What you are asked to do: Pick out and copy every line of the items below that contains the word "boat". Case counts, so only matches with the same capitalization qualify.

Point-based annotation data:
• • • •

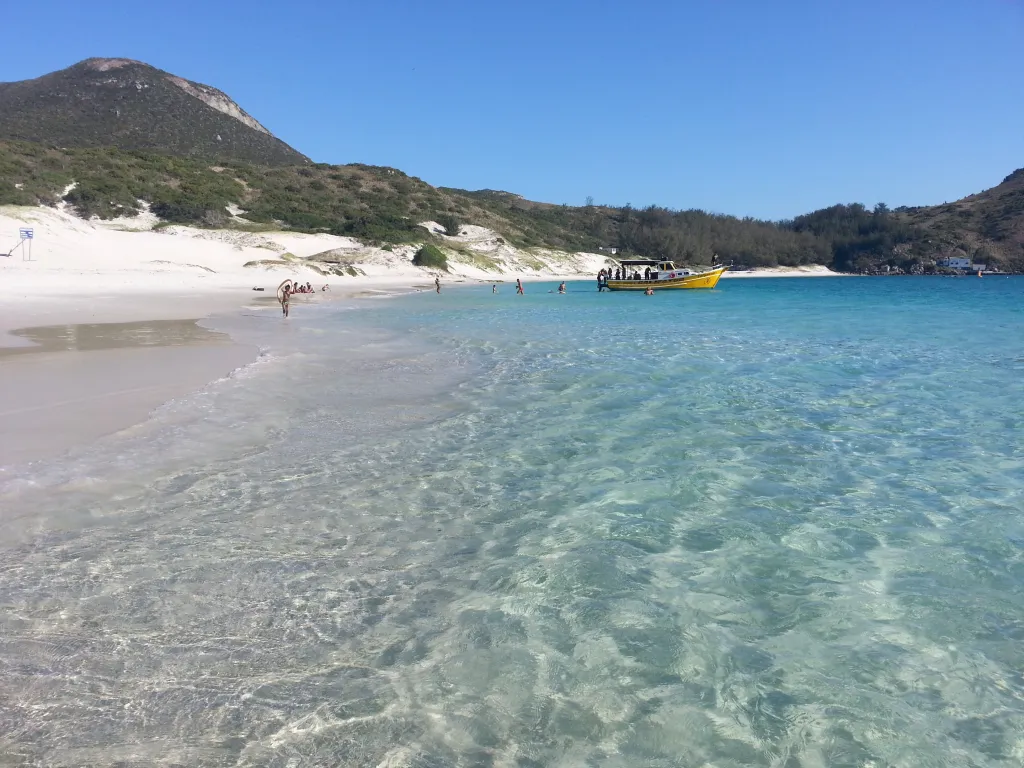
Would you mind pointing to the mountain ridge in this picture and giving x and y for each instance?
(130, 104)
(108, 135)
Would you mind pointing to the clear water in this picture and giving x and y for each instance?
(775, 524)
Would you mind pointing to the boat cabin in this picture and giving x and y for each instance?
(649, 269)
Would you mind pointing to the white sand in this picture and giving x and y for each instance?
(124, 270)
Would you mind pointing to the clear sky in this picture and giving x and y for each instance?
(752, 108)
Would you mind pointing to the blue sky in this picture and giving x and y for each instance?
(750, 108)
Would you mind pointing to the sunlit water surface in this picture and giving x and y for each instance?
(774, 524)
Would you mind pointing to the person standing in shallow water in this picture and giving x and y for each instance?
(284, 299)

• • • •

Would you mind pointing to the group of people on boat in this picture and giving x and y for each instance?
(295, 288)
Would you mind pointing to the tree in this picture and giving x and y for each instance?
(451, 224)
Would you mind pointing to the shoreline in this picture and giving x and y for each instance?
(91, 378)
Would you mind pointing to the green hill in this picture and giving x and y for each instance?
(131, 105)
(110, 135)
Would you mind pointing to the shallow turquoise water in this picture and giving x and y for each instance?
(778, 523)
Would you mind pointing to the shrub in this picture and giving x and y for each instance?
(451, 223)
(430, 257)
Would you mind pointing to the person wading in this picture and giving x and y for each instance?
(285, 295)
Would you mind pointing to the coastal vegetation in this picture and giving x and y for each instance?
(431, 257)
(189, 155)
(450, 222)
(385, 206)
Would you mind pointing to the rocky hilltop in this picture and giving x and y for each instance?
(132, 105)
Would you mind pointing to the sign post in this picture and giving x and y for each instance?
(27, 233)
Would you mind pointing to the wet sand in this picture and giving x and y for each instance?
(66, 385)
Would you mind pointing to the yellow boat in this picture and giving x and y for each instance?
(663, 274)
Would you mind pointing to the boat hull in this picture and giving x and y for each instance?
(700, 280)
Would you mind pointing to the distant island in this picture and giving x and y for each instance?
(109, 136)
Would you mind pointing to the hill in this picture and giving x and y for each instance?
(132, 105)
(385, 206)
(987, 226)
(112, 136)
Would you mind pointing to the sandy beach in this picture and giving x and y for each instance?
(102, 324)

• • • •

Complete answer:
Would you mind pointing to the boat cabin in this picture and giving x and y for each instance?
Would you mind pointing to the group of people on boat in this picture and giving x and y for each instance?
Would you mind pointing to the yellow boat in this picture and giving x and y for each instance?
Would you mind pointing to the boat hull in this picture and giving x and y for each instance?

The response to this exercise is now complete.